Top of Provided material

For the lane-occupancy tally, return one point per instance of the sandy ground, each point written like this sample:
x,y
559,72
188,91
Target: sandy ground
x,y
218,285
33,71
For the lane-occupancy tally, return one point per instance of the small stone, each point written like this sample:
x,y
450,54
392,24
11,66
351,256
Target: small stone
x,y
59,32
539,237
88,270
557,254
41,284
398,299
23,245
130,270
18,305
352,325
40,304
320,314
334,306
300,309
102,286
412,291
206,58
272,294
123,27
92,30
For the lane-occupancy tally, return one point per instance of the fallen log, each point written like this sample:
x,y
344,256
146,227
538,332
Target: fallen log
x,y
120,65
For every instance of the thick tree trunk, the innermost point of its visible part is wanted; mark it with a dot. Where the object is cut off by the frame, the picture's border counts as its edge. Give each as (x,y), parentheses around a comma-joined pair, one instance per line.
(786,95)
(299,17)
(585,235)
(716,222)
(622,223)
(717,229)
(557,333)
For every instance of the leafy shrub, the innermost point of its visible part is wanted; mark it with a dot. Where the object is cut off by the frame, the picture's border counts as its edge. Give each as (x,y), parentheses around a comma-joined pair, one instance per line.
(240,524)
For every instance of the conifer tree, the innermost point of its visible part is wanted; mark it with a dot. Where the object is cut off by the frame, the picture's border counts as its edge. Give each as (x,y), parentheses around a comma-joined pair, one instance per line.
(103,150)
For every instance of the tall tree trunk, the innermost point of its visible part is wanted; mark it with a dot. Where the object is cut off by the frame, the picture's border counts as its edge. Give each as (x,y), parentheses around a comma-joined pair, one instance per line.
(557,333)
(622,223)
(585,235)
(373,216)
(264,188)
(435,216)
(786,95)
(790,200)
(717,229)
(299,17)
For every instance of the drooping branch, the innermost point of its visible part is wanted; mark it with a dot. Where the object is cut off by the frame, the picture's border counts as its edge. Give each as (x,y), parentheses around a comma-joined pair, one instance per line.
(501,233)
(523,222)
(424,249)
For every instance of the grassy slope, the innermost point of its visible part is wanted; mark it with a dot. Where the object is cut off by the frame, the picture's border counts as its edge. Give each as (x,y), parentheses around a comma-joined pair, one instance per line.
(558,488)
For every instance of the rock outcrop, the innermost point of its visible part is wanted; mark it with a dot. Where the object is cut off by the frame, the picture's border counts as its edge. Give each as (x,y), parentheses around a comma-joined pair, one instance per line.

Bottom of Provided material

**Task details**. In full and verbatim, transcribe the data.

**Your response**.
For the lane-occupancy tally, return one point per instance of the sandy ground, each point written like this sample:
x,y
559,72
188,91
Target: sandy ground
x,y
218,285
33,71
For the lane-occupancy tally, return one point per instance of the small stone, each point written like this sample:
x,y
450,54
392,24
11,66
351,256
Target: small stone
x,y
59,32
539,237
88,270
557,254
41,284
398,299
23,245
130,270
18,305
352,325
40,304
320,314
334,306
300,309
102,286
412,291
206,58
272,294
123,27
92,30
For the lane-occupancy tally, return one point per instance of the fallen log, each point written like this sample:
x,y
344,256
146,227
538,332
Target: fallen log
x,y
120,65
For every instance of the thick tree trunk, the innermost point of its visible part is wanted; mark it with a dot. Where the object is cut off by the frame, the picture's border counts as its edge. Give each as (x,y), parentheses around a comma-joined pair, one instance per line.
(786,95)
(299,17)
(585,235)
(716,222)
(622,223)
(717,229)
(557,333)
For every instance of the leafy shrub, the innermost point of its visible part is wanted; mark it with a dot. Where the object is cut off by the frame, the picture's border counts as its edge. Give each as (x,y), parentheses around a comma-joined pair, one instance per line.
(240,524)
For every instance of the conifer tree, the innermost point of its visible part is wanted; mark it with a dot. Where the object is cut off by the frame, the picture's border counts as its edge. Give each as (x,y), parentheses around a comma-joined pair, one instance per line.
(103,150)
For every instance of the tall tree trunk, the innermost point of its visible part is wanted; mark it with a dot. Where the object is cut off by the frame, the picture's border counts as its edge. Give each as (x,y), parentheses around a comma-joined pair, one instance per line.
(557,333)
(622,223)
(585,235)
(373,216)
(264,188)
(435,216)
(786,95)
(790,200)
(717,229)
(299,17)
For every instance of the drooping branch, the innermost point of its visible part is wanted; mark it with a dot. Where the object is cut off by the frame, the picture's border counts as its edge. Give each as (x,y), parentheses around a comma-joined pair, one instance per line.
(501,233)
(523,222)
(424,249)
For every instance of the grassy slope, the innermost point of its visible part is wanted; mark it with a dot. Where the object is cut off by the frame, the picture's border counts as its edge. Give each as (x,y), parentheses around a comma-joined pair, one instance per line.
(558,488)
For every instance of the rock outcrop, the innermost point of its visible part is wanted; mark it with a dot. Where the object is cut off by the frame, the picture's border counts as its edge. Give each as (x,y), parentheses around a comma-joined pair, one instance per line.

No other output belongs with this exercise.